*** TEXT FOR ANALYSIS ***

There is more, obviously.  But not a lot more.   My view is that any examination of the historical Jesus does indeed need to take these data seriously.  But I have three things to say initially about such data, and here again I need to ask you to be patient with me.  What I am going to say now is the overarching summary of what I want to explain in subsequent posts.  Until you see my explanations, I do not expect you to be convinced!  I’m simply now telling you what I am going to try to demonstrate in what is to come.   So, the three points I want to make about such data:

  1. A number of these data do not in fact show that Jesus believed in a violent opposition to the Roman occupying forces.
    1. The predictions of the destruction of the Temple are not predictions of the destruction of the Roman armies.  They are directed against the Jewish hierarchy, not the Romans.  (And I will argue that Jesus did not think that the Temple was going to be destroyed by human force – e.g., by the army he would raise)
    2. The execution of Jesus was not for being an insurgent.  It was for calling himself the future King.  That’s different, very different indeed, and the difference will become clear in a later post.

*** End of TEXT FOR ANALYSIS ***

▶ _PROBLEM 1_
From the passage on the historical Jesus, copy the words starting with "1. The predictions" and going on through "a later post.".
▶ _PROBLEM 2_
According to the passage on the historical Jesus, what was Jesus executed for?
The listing that comes after this passage is from a different source.

*** RAW DATA ***

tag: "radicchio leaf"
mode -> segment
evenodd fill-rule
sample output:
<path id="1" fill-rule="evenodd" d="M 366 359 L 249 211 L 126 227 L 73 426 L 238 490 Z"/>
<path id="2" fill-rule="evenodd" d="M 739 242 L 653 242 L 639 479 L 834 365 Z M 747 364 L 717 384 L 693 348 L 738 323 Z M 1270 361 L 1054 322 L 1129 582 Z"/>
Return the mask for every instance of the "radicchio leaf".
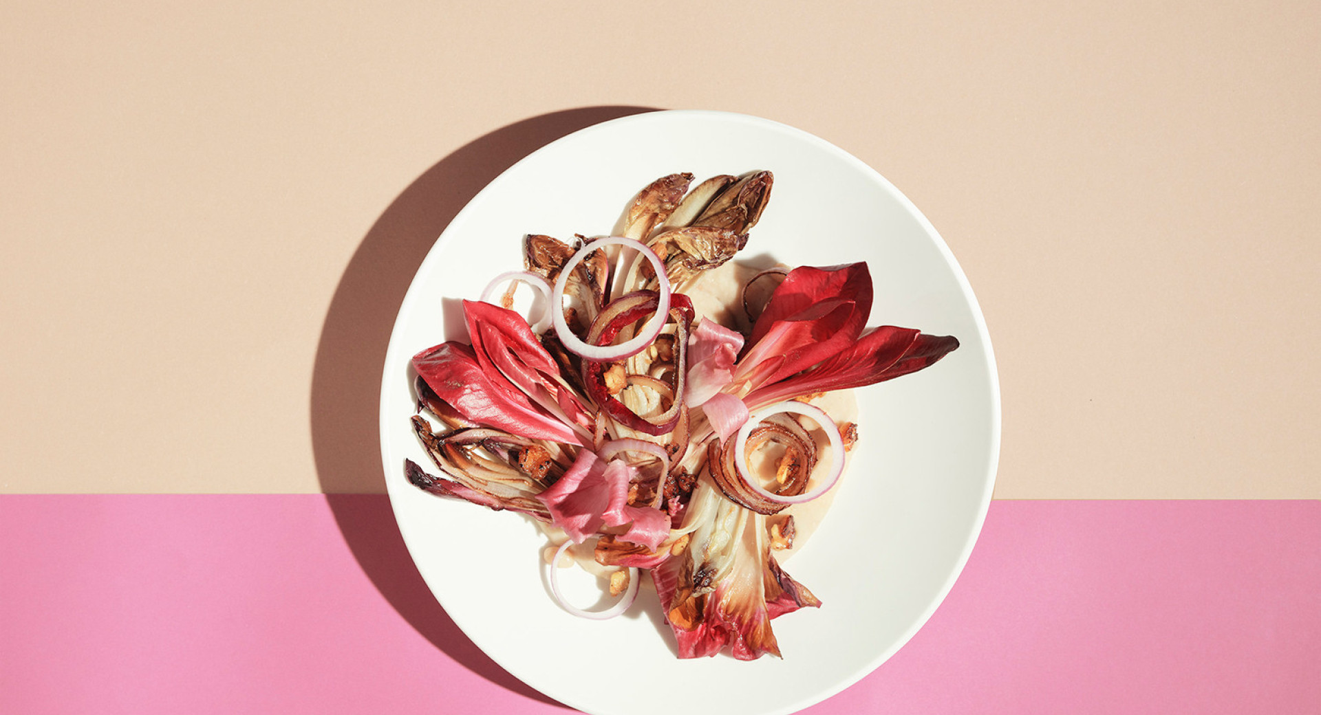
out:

*** End of RAW DATA ***

▶ _TASK OUTPUT 1_
1. The predictions of the destruction of the Temple are not predictions of the destruction of the Roman armies.  They are directed against the Jewish hierarchy, not the Romans.  (And I will argue that Jesus did not think that the Temple was going to be destroyed by human force – e.g., by the army he would raise)
    2. The execution of Jesus was not for being an insurgent.  It was for calling himself the future King.  That’s different, very different indeed, and the difference will become clear in a later post.

▶ _TASK OUTPUT 2_
He was executed for calling himself the future King.